◆ **GOAL OF THE EXERCISE**:
Count the lines in the listing below that contain the string "blue", treating the match as case-sensitive. Give only the number.

◆ **DATA EXTRACT**:
---

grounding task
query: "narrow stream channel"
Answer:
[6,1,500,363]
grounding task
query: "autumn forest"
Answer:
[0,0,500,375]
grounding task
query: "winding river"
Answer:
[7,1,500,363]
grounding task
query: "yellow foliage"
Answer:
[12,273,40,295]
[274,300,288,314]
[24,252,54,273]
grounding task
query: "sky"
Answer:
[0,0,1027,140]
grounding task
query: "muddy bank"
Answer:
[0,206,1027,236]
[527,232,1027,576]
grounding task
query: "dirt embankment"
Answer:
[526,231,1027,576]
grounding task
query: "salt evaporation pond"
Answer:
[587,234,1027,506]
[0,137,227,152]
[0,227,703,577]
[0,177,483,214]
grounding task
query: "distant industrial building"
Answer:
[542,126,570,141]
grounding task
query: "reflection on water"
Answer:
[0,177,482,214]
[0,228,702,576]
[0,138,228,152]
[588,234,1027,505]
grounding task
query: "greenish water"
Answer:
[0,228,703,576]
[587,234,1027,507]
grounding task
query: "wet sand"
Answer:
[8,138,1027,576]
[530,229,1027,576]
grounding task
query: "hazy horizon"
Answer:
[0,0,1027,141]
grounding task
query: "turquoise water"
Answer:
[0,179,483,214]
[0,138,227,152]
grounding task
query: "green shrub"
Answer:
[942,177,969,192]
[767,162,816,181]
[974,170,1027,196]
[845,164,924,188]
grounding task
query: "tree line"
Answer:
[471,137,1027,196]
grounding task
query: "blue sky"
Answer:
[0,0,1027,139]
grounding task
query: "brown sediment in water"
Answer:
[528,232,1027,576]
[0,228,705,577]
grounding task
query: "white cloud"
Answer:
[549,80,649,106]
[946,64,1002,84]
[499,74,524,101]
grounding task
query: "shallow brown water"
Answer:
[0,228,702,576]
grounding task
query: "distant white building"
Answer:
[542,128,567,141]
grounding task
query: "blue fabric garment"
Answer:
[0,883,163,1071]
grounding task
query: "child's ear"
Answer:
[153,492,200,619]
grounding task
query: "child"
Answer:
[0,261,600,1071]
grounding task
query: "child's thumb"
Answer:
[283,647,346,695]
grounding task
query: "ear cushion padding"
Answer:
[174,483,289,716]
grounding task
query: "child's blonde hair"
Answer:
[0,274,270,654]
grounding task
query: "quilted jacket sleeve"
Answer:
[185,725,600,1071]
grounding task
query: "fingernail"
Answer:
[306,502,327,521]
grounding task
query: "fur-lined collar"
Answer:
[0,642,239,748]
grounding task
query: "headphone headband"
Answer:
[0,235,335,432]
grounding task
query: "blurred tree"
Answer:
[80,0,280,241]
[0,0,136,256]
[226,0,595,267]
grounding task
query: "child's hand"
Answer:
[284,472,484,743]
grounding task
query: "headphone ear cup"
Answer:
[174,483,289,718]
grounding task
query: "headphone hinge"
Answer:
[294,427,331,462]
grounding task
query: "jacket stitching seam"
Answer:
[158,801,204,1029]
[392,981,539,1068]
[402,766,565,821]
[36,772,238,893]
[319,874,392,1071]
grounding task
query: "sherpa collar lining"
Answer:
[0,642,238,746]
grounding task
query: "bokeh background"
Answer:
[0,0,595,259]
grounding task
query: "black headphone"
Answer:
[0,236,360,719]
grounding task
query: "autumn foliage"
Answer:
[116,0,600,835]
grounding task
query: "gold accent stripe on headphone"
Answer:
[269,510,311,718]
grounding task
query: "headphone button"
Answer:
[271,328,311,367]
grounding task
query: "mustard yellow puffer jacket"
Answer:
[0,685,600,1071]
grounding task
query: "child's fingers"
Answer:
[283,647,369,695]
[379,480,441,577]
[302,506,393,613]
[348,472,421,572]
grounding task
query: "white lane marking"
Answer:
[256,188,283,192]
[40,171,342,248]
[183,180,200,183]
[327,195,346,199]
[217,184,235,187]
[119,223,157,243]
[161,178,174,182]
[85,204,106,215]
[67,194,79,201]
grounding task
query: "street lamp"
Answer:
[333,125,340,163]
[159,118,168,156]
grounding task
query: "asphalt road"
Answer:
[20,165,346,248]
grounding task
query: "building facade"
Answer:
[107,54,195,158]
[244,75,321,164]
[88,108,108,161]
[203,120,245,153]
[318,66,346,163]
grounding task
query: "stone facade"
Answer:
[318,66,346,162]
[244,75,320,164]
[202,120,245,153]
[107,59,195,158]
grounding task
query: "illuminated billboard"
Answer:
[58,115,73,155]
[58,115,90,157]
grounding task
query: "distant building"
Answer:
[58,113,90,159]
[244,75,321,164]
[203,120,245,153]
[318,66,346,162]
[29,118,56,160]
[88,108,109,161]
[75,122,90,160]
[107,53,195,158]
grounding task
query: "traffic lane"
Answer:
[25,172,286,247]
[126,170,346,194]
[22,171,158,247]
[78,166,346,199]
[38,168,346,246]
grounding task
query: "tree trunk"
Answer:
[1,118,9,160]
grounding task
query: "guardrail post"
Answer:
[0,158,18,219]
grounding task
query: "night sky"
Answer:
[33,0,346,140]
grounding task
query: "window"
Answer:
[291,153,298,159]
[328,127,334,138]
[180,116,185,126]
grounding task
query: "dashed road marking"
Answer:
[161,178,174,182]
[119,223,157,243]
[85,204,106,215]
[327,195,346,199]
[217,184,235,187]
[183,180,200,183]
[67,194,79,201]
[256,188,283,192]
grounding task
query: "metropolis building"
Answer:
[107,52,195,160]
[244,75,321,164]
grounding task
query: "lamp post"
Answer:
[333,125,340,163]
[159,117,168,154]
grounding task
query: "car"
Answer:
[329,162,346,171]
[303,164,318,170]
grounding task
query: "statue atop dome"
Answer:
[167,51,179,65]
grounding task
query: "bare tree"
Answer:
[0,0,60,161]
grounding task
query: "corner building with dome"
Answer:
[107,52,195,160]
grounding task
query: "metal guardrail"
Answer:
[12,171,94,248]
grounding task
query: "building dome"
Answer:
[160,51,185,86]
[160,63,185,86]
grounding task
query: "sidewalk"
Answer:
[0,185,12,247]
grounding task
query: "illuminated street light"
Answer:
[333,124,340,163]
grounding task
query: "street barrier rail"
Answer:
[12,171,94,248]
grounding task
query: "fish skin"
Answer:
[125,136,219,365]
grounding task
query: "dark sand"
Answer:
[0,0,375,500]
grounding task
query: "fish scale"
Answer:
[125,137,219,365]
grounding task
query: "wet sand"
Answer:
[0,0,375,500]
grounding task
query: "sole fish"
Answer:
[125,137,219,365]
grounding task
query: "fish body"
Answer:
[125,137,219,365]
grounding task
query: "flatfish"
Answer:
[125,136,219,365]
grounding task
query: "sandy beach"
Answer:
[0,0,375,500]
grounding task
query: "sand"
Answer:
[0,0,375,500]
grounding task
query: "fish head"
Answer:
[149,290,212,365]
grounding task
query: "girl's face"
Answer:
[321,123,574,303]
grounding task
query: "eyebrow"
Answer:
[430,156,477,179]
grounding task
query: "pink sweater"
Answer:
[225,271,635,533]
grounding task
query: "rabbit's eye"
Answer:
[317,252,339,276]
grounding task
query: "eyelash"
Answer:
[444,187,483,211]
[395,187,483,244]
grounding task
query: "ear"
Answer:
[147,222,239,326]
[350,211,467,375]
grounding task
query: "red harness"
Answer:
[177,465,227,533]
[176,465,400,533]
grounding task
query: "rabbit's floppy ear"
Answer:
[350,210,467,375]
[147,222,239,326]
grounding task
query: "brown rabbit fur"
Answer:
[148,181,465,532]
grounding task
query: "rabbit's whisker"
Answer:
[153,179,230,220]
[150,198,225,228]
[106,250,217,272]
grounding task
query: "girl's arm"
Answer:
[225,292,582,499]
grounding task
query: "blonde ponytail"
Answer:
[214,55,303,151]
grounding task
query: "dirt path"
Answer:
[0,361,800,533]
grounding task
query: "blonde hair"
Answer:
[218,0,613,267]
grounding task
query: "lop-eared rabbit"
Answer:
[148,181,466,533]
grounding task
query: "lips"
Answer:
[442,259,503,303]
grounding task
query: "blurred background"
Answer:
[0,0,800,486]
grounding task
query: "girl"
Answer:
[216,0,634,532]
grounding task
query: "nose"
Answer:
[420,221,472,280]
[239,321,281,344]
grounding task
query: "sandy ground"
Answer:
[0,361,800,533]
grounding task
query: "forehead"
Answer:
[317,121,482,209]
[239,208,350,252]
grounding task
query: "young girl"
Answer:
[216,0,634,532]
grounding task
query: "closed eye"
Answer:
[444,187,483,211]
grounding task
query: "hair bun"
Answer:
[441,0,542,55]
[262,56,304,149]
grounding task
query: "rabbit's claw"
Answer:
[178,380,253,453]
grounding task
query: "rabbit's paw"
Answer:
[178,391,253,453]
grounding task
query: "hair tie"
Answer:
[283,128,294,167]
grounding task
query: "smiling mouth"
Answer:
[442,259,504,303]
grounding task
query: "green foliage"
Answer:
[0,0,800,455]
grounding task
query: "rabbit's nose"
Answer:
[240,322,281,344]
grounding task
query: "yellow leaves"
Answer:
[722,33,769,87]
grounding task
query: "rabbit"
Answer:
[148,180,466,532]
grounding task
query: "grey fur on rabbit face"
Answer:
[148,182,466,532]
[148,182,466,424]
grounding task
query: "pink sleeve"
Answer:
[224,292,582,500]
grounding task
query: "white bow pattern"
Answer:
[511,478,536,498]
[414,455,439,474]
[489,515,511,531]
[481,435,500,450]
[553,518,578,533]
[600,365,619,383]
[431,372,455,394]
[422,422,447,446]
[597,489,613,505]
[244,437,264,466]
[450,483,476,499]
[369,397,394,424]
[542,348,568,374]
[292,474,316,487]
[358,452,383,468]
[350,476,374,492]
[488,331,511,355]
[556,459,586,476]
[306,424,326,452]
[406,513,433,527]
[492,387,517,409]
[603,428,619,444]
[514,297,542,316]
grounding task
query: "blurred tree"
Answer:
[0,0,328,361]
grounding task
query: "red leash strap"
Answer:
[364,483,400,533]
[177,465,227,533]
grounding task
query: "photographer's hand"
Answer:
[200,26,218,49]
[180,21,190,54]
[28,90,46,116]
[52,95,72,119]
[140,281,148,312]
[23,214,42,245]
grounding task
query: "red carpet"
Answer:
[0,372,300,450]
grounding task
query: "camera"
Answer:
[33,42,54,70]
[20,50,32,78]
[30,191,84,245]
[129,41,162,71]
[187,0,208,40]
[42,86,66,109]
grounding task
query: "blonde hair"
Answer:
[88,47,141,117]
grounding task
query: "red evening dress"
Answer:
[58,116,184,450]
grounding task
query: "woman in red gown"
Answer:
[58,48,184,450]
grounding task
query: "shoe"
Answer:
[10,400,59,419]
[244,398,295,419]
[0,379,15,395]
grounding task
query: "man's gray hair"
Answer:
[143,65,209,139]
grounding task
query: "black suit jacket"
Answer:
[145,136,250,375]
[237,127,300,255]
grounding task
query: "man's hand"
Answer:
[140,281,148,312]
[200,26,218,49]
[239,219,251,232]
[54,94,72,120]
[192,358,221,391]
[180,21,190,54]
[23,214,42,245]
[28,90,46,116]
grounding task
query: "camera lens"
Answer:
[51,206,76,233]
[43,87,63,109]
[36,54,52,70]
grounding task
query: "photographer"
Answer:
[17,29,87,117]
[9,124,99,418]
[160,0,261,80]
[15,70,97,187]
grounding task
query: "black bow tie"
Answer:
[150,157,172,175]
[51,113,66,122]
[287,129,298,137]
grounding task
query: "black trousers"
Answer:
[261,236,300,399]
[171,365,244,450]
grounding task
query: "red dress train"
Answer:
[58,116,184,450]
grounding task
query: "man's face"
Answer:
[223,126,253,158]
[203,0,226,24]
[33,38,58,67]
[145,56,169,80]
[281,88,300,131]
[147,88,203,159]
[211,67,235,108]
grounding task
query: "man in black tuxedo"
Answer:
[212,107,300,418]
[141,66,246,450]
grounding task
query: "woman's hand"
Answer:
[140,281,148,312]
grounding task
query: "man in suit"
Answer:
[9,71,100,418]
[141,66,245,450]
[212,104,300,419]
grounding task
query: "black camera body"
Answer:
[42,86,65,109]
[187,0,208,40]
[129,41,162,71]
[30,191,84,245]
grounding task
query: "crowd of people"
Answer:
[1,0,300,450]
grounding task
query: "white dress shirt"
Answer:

---

◆ **SOLUTION TO THE EXERCISE**:
2